Task prompt: Please rewrite each of the items below with "place a dot on" changed to "put a marker on", keeping every other word the same.

"""

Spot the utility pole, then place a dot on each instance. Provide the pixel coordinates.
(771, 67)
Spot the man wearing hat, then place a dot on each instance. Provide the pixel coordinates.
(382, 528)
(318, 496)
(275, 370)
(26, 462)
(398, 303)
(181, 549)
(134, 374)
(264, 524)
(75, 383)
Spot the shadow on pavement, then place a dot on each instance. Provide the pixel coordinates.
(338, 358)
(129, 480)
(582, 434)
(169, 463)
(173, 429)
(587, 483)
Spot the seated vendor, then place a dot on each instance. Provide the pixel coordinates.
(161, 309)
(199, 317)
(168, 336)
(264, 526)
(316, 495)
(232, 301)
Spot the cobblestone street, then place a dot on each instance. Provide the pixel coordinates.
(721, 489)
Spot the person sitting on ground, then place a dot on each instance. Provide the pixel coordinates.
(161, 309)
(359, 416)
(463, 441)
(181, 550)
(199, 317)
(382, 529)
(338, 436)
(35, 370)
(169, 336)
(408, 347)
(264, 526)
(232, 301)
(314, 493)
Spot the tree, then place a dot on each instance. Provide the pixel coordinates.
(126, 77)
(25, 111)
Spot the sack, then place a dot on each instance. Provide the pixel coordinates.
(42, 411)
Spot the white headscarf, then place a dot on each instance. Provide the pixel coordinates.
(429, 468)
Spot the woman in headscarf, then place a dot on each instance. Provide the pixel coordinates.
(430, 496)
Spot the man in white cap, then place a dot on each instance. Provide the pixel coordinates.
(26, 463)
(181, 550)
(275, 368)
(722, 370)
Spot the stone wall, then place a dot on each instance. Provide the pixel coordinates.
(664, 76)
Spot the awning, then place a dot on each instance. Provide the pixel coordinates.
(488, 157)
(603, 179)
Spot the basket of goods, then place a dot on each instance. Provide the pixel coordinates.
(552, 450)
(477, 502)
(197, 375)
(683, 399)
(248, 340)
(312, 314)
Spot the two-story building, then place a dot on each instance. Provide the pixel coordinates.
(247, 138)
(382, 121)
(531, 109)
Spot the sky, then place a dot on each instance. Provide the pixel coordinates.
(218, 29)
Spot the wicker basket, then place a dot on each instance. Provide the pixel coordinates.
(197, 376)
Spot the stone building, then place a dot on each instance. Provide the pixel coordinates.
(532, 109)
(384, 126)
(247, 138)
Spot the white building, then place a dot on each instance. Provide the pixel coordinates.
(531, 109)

"""

Task output:
Spot the utility pole, then put a marker on each instance. Provide the pixel coordinates.
(771, 67)
Spot the man wearing hat, then put a marker on each instance. Provide the pixel coordinates.
(382, 528)
(318, 496)
(275, 370)
(26, 462)
(398, 303)
(181, 549)
(134, 374)
(264, 524)
(75, 383)
Spot the shadow on pavement, then put a marker on each instance. Provide the pixel coordinates.
(338, 358)
(129, 480)
(582, 434)
(169, 463)
(173, 429)
(587, 483)
Spot the seated vendor, then put a marker on each instance. Provide the pixel coordinates.
(161, 309)
(199, 317)
(168, 336)
(264, 526)
(316, 495)
(232, 301)
Spot the cobblestone street, then put a marker on each instance. Provide the pixel coordinates.
(721, 489)
Spot the person sitting on ground, then put a marker on each instance. Provide the pixel coordinates.
(161, 309)
(359, 416)
(463, 441)
(181, 550)
(199, 317)
(382, 529)
(338, 436)
(35, 370)
(169, 336)
(408, 347)
(264, 526)
(232, 301)
(314, 493)
Spot the tree, then put a marker on each instance. Provide the pixel coordinates.
(126, 77)
(25, 111)
Spot the sack, then put a marker on each instance. Provide the pixel coordinates.
(42, 411)
Spot the white headscarf, then put a marker on each instance. Provide the pixel coordinates.
(429, 468)
Spot the woman in headscarf, then put a marker on each instance. Provide the pixel coordinates.
(430, 496)
Spot the man in white cap, then put a marker on each instance. Provide the pixel coordinates.
(26, 463)
(181, 550)
(275, 368)
(722, 370)
Spot the stone wall, then put a marker on each instance. Provide the pixel coordinates.
(664, 76)
Spot the awning, then put a marker on each instance. Provide the pixel coordinates.
(488, 157)
(603, 179)
Spot the basket of goods, then put a marker on each instance. Provide the pixel coordinates.
(552, 450)
(477, 502)
(197, 375)
(683, 399)
(248, 340)
(312, 314)
Spot the two-story building, then put a marker on each instance. Provide the pixel coordinates.
(247, 138)
(382, 121)
(531, 109)
Spot the sky, then put a marker on each instance. Provide the pixel coordinates.
(218, 29)
Spot the wicker basket, then put a marker on each instance. Provide the pixel coordinates.
(197, 376)
Spot the stone building, then put a marker on each instance. Provide the pixel coordinates.
(532, 109)
(384, 126)
(247, 138)
Spot the white building, then put a marker on each instance. Provide the pixel coordinates.
(531, 109)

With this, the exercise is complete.